Trecho para revisão >>

========

5) Considerações finais

O feijão deve ser pesado seco. Depois de hidratado ele fica até duas vezes mais pesado.
Tanto a água do molho do feijão quanto do charque não precisam ser trocadas. Todo o sal necessário à receita já está contido no charque, no bacon e na linguiça.
O item 3.a.ii (molho do feijão) pode ser pulado, desde que o tempo de cozimento seja estendido em 50% – contudo, tal etapa ajuda na digestabilidade do feijão. O item 3.a.i (lavagem do feijão), no entanto, deve continuar a ser seguido para eliminar resíduos do processamento.
Não é necessário mexer os ingredientes dentro da panela. A cebola e o alho vão se desmanchar quase que completamente e a convecção dentro da panela é mais que suficiente para infundir todos os sabores entre si. Não mexer também ajuda na hora de separar os componentes para servir ou guardar.

========

Entradas de dados armazenadas >>
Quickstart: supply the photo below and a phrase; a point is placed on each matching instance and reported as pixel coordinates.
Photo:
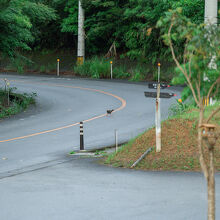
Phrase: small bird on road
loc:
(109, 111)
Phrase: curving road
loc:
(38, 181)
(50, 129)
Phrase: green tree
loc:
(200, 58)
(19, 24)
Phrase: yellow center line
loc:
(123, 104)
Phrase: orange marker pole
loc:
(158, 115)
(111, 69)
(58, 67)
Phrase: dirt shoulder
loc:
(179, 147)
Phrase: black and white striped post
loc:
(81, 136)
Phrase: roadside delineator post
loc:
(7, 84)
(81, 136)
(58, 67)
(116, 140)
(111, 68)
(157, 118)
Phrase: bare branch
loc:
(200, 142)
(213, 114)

========

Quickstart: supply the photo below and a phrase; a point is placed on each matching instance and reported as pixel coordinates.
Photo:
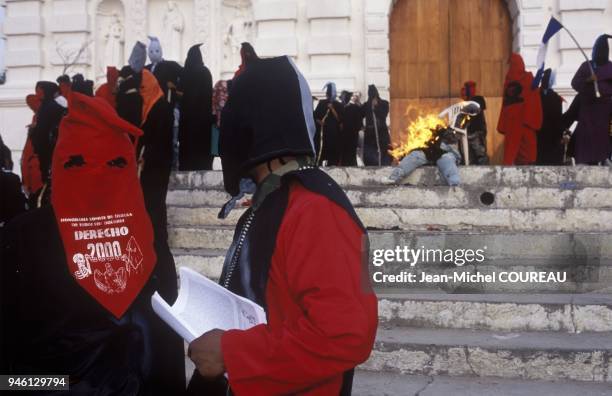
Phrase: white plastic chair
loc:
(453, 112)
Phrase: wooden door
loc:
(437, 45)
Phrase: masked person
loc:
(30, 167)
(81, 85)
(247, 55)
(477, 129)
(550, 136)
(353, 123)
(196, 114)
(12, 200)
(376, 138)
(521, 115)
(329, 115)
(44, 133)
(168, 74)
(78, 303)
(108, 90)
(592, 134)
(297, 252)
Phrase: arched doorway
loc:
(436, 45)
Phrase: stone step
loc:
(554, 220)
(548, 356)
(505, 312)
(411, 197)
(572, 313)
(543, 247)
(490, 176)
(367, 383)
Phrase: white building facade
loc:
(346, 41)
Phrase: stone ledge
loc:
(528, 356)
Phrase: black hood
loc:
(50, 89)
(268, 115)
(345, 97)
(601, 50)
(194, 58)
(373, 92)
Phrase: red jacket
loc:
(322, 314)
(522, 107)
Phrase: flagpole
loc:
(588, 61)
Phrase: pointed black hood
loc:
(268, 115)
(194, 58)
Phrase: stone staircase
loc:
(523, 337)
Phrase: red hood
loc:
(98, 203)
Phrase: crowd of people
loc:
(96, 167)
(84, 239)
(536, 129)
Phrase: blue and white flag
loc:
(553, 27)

========

Partes do exercício >>
a. No trecho sobre o preparo do feijão, em quanto o tempo de cozimento deve ser estendido se a etapa do molho do feijão for pulada?
b. Dê continuidade ao trecho sobre o preparo do feijão a partir de onde ele termina.

Respostas >>
a. Em 50%.

b.
As carnes não precisam necessariamente ficar submersas pois já são pré-prontas. Elas devem, no entanto, manter algum contato com a água para transmissão de sabores.
Esta receita não leva pé, orelha, rabo ou outros cortes tradicionalmente associados à feijoada porque o bacon contém todos os elementos daqueles (aroma defumado, sal, gordura, proteína, inclusive colágeno da pele que é cozida junto e por inteiro) além de ser mais palatável e facilmente encontrado também no exterior.
A linguiça pode ser substituída por paio, mas este não deve ser cozido sob pressão pois adquire uma textura borrachuda (adicione paio somente no passo do item 4.h). Linguiças apimentadas ou outras variantes podem servir de substituto, tanto em parte quanto inteiramente.
Por cozinhar sob pressão, as batatas retêm seus formatos originais e podem ser servidas separadamente, por inteiro.
Nesta receita, a massa dentro da panela é tanta que a temperatura se mantém alta por algumas horas após o término do preparo, possibilitando que a feijoada seja preparada com até seis horas de antecedência e seja servida ainda quente sem a necessidade de religar a panela (a depender, obviamente, de condições atmosféricas).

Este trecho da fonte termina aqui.